→ Exercise goal
Convert the listing below, everything from the line containing "Detection task: search for any woman's" down to the line containing "140, 272, 170, 293", into a two-column CSV with the headers input and output. Give each entry one row, with its text and its answer each in a single quoted field and every line break replaced by a space.

→ Extracted entries
▬▬▬▬▬▬▬▬▬▬

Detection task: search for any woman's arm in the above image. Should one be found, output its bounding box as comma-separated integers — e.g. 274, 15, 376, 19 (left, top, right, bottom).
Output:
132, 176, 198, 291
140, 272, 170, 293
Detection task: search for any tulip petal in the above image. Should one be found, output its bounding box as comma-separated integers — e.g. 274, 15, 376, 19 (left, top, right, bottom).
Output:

▬▬▬▬▬▬▬▬▬▬

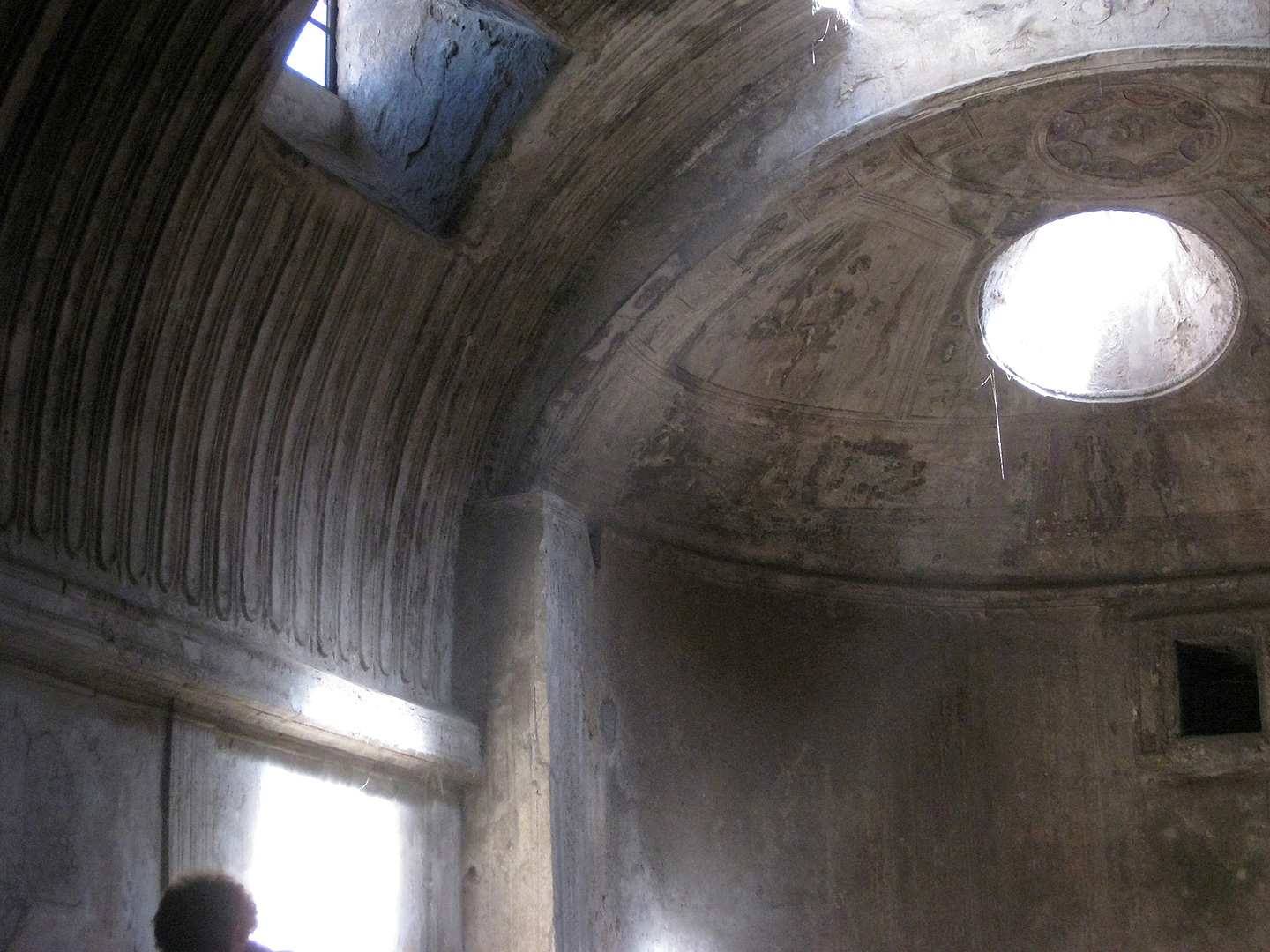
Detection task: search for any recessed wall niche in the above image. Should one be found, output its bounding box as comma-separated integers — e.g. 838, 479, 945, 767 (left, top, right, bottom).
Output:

▬▬▬▬▬▬▬▬▬▬

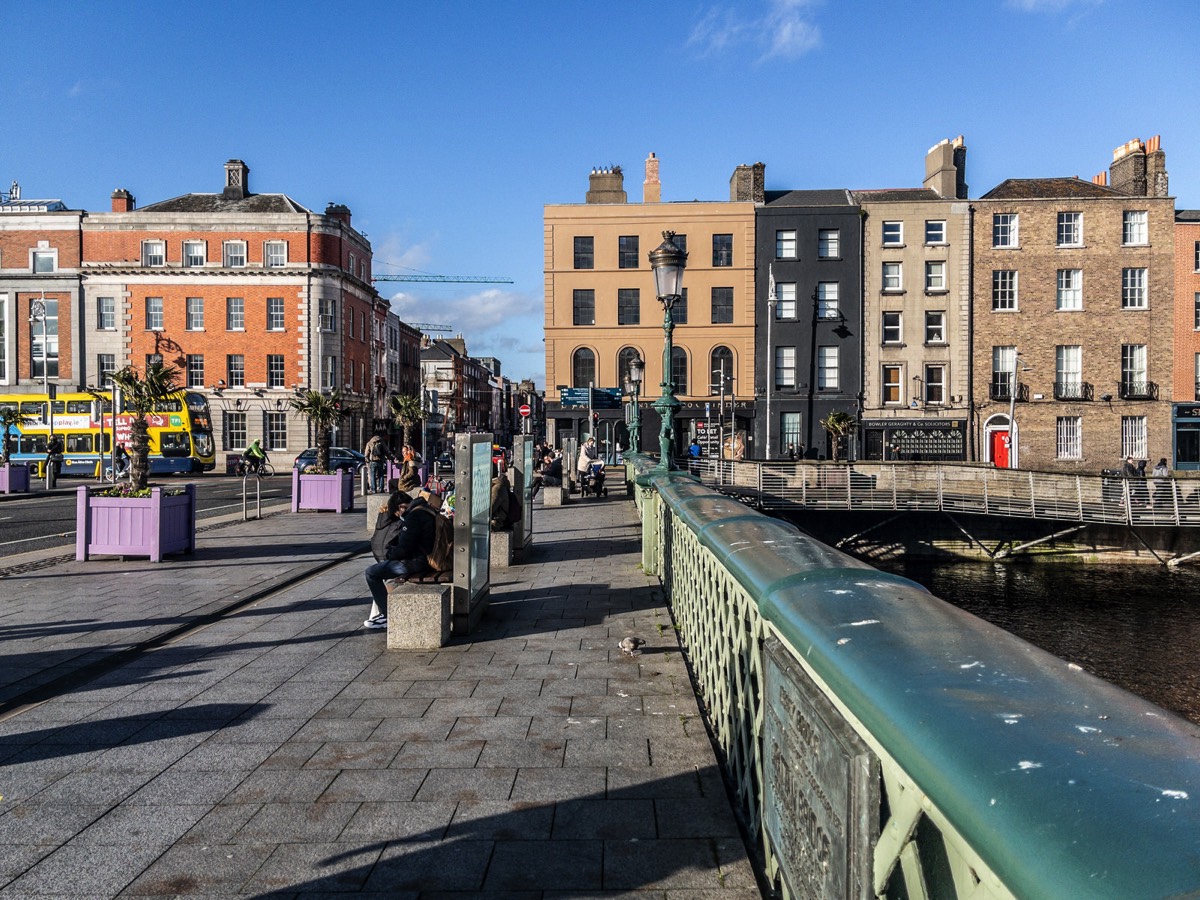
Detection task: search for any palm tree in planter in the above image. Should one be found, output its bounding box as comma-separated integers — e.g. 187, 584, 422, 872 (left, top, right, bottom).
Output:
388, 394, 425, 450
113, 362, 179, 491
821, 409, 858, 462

▬▬▬▬▬▬▬▬▬▬

→ Task answer
input,output
"Detection task: search for any woman's arm in the above image. Should one be found, output its bounding box as comma-separated integers — e.g. 274, 15, 376, 19 (left, top, right, bottom). Output:","132, 176, 198, 291 140, 272, 170, 293"